OBJETIVO DO EXERCÍCIO
Reescreva todos os registros abaixo trocando "Target" por "Label". O resto deve ficar igual.
------------------------------------------------------------
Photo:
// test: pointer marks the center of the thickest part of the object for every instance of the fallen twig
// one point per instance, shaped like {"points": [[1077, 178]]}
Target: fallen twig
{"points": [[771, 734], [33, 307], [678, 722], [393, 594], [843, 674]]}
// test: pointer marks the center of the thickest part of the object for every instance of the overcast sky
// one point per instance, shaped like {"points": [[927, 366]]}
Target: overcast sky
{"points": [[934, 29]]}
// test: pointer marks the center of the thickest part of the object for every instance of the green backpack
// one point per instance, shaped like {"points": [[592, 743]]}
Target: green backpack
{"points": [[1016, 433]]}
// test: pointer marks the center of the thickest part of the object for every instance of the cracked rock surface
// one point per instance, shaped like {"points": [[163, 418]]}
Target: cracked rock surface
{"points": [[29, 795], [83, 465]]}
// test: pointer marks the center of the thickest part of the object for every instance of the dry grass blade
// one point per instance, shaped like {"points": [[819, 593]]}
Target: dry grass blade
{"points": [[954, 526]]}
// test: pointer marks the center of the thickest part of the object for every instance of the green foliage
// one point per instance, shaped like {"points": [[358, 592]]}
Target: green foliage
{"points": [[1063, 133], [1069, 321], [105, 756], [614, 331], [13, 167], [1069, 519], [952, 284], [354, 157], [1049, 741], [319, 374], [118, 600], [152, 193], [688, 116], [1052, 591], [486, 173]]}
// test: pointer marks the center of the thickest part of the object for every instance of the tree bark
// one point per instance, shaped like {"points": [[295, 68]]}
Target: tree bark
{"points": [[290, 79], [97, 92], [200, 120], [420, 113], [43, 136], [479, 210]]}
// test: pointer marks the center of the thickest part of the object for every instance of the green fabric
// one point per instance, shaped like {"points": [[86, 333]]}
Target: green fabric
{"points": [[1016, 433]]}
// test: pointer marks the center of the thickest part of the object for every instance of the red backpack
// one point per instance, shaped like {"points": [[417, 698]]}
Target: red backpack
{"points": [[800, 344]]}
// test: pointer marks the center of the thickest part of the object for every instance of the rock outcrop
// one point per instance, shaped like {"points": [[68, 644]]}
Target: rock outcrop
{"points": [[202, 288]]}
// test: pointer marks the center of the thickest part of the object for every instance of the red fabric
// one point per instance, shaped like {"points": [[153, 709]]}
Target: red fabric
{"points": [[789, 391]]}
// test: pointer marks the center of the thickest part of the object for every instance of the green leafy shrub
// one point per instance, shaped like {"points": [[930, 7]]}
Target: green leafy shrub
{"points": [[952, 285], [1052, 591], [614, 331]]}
------------------------------------------------------------
RESPOSTA DO PROBLEMA
Photo:
// test: pointer marks the center of the thickest part of the object for every instance of the fallen twig
// one point per instance, shaped like {"points": [[1077, 178]]}
Label: fallen twig
{"points": [[771, 734], [33, 307], [678, 722], [393, 594], [843, 674]]}
// test: pointer marks the center of the thickest part of the object for every instance of the overcast sky
// one point per instance, shaped like {"points": [[927, 366]]}
Label: overcast sky
{"points": [[934, 29]]}
// test: pointer marks the center of the thickest part of the object for every instance of the green backpack
// one point per instance, shaped like {"points": [[592, 743]]}
Label: green backpack
{"points": [[1016, 433]]}
// test: pointer marks the center of the thickest part of the object for every instance of the cracked rock surface
// one point per instance, shaped like {"points": [[163, 418]]}
Label: cracked rock surface
{"points": [[29, 795], [83, 465]]}
// test: pointer marks the center of the thickest part of the object for every instance of the dry grass blade
// one point per instance, shaped like {"points": [[819, 593]]}
Label: dry grass blade
{"points": [[954, 526]]}
// test: pointer marks the center of the thickest part of the object for every instance of the green foliage
// one point per instance, shaped like {"points": [[358, 592]]}
Label: green foliage
{"points": [[1063, 133], [1069, 321], [105, 756], [614, 331], [13, 167], [1069, 519], [952, 284], [354, 157], [1049, 741], [319, 374], [118, 600], [152, 193], [688, 116], [1052, 591], [486, 173]]}
// test: pointer marks the center of the thickest part of the object for every instance of the tree bark
// one point per instance, shaped like {"points": [[295, 68]]}
Label: tree bark
{"points": [[290, 79], [97, 92], [200, 120], [420, 113], [43, 136], [479, 210]]}
// test: pointer marks the center of the thickest part of the object for every instance of the green fabric
// one point per instance, shaped like {"points": [[86, 333]]}
Label: green fabric
{"points": [[1016, 433]]}
// test: pointer marks the center of the thickest part of the object for every instance of the red backpack
// one point per instance, shaped like {"points": [[417, 698]]}
Label: red backpack
{"points": [[800, 344]]}
// test: pointer marks the center of the thickest part of the object for every instance of the rock outcrop
// one point per instance, shaped like {"points": [[68, 644]]}
Label: rock outcrop
{"points": [[202, 288]]}
// test: pointer marks the center of the thickest part of the object for every instance of the red fabric
// one point per instance, shaped like {"points": [[153, 709]]}
Label: red fabric
{"points": [[789, 391]]}
// test: pointer marks the center of the thickest part of the object for every instance of the green leafy shrub
// one point per instance, shaped like {"points": [[930, 7]]}
Label: green leafy shrub
{"points": [[952, 285], [1052, 591], [614, 331]]}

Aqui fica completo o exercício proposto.